__ACTION ITEM__
An exact transcription of all the data is required.

Items listed in a dataset:
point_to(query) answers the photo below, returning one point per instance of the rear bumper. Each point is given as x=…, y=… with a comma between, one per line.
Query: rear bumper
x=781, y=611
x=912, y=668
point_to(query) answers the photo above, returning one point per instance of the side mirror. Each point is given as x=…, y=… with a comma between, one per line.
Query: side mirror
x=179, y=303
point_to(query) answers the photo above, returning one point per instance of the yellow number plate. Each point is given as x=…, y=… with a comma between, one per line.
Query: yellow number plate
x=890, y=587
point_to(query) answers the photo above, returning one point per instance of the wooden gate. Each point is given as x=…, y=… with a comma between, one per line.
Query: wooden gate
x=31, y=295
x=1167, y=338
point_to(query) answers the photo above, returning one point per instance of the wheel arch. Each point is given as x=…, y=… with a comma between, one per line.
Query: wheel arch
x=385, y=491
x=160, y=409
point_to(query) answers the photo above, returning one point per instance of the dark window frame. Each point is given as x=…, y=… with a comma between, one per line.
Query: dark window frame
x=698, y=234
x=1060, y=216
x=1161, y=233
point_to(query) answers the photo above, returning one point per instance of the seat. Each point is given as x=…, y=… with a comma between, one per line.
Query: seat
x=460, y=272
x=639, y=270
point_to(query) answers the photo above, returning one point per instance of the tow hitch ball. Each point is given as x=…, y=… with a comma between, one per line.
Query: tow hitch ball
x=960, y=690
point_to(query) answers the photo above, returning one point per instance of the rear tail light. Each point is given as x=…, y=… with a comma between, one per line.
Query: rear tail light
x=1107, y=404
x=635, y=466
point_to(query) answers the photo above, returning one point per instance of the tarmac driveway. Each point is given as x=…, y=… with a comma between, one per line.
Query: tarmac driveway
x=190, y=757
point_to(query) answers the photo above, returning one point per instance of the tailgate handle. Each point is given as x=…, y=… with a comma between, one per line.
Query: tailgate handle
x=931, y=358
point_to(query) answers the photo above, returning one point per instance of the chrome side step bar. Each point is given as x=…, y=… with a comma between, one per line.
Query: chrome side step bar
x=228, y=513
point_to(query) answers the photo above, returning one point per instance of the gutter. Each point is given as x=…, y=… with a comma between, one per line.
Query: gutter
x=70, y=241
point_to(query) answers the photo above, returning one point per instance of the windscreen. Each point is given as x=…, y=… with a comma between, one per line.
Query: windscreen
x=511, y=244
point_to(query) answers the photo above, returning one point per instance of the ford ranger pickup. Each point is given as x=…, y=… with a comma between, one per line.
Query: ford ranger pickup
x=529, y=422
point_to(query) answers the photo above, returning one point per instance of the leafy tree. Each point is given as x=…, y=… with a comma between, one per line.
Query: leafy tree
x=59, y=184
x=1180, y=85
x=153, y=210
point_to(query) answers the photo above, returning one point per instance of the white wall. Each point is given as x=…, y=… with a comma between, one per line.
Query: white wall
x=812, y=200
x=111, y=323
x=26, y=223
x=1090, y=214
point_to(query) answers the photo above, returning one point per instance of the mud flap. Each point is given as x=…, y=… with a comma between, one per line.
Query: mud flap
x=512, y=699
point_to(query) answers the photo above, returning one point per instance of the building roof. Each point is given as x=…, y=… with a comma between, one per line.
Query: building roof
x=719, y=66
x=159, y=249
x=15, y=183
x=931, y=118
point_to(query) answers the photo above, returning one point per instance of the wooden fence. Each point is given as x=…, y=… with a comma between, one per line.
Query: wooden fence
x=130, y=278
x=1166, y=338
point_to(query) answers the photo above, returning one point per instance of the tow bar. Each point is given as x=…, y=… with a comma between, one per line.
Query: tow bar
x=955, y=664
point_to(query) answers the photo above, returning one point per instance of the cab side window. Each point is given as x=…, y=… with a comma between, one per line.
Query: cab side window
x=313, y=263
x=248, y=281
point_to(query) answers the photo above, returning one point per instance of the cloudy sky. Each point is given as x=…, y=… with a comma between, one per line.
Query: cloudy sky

__TASK SOLUTION__
point_to(query) answers the photo below, returning one point per instance of the rear bumper. Each point is given as x=…, y=… with a comma between, one per line.
Query: rear bumper
x=781, y=611
x=912, y=668
point_to(query) answers the photo above, returning one point per instance of the side mirror. Each point is given as x=…, y=… with a comma between, one per line.
Query: side mirror
x=179, y=303
point_to(query) answers the photo above, returning one point per instance of the yellow number plate. Each point is given as x=…, y=… with a comma between, one per line.
Query: yellow number plate
x=890, y=587
point_to(query) answers the photo above, returning one point per instance of the wooden gate. Each point is given as x=…, y=… with a comma between, one per line.
Query: wooden gate
x=31, y=295
x=1167, y=338
point_to(query) answers the photo above, returning one point per instance of the wheel arch. Each point is given as x=…, y=… with a comma between, one per line.
Query: wheel arch
x=385, y=491
x=160, y=409
point_to(query) answers the photo above, returning one point per instance of the dark window frame. Each point is given as x=…, y=… with a comma between, one per line.
Query: dark window frame
x=698, y=234
x=1060, y=216
x=1161, y=233
point_to(query) answers the photo above, returning one point per instance of the seat. Each point is given as x=…, y=… with a comma between, one per line.
Query: seat
x=460, y=272
x=639, y=270
point_to(query) answers the photo above, returning one point per instance of the tow hitch ball. Each point is given as x=…, y=… with a comma between, one per line.
Query: tow hitch ball
x=960, y=690
point_to(query) answers the photo above, returning one point per instance of the rear tail light. Each point is given as x=…, y=… with a comma between, one per line.
Query: rear tail light
x=1107, y=404
x=635, y=466
point_to(query) answers the photo above, returning one point per instance of the tarmac driveway. Each point is given as x=…, y=… with a comma between, one per line.
Query: tarmac driveway
x=190, y=757
point_to(query) answers the photo above, returning one point per instance of the tailgate handle. Each point is given as x=…, y=… with a comma between, one per line.
Query: tailgate handle
x=931, y=358
point_to(query) answers the photo above, returning one point per instance of the chrome side step bar. Each point is given as x=…, y=… with a comma between, one per line.
Query: chrome side step bar
x=228, y=513
point_to(query) answers the photo above, returning one point per instance of the gutter. Each point is given as x=…, y=… with a comma between, one per line.
Query: gutter
x=70, y=241
point_to(query) answers the photo above, returning one point per instance of the windscreen. Each point is given as x=…, y=… with a comma between, one per line.
Query: windscreen
x=511, y=244
point_to(query) answers the photo above, returning one point per instance of the ford ranger pickup. Each point is given as x=…, y=… with a comma between, one per line.
Query: ford ranger pickup
x=529, y=422
point_to(query) answers the photo above, returning one point per instance of the leafy tree. Each point is given as x=…, y=… with a comma between, one per line.
Query: leafy tree
x=59, y=184
x=1180, y=85
x=153, y=210
point_to(query) answers the photo above, returning one point per instance of the white wall. Each point is given as x=…, y=… with a comma between, one per line.
Query: white wall
x=812, y=200
x=111, y=323
x=26, y=223
x=1090, y=214
point_to(query) answers the photo above, returning one point per instance of the mud flap. Each point is given as x=…, y=… with a comma between, one per line.
Query: mud flap
x=512, y=699
point_to(query) answers the photo above, returning one point per instance of the building roof. Each point is given as x=…, y=… with a comma between, one per line.
Query: building roof
x=719, y=66
x=159, y=249
x=15, y=183
x=931, y=118
point_to(query) answers the photo above, returning one point per instance of the wooden fence. Each point is given as x=…, y=… with a comma between, one per line.
Query: wooden fence
x=130, y=278
x=1166, y=338
point_to(query) answers the photo above, returning one point per instance of the tow bar. Each point is given as x=…, y=… with a comma between, one per line.
Query: tow bar
x=955, y=664
point_to(query) answers the photo above, returning one point per instance of the cab side window. Each point is given as x=…, y=… with a comma between, one per line.
Query: cab side window
x=313, y=263
x=248, y=281
point_to(query) answers the photo above, returning one point per instance of the cloudy sky. Each point is given as x=…, y=… with a comma between, one per line.
Query: cloudy sky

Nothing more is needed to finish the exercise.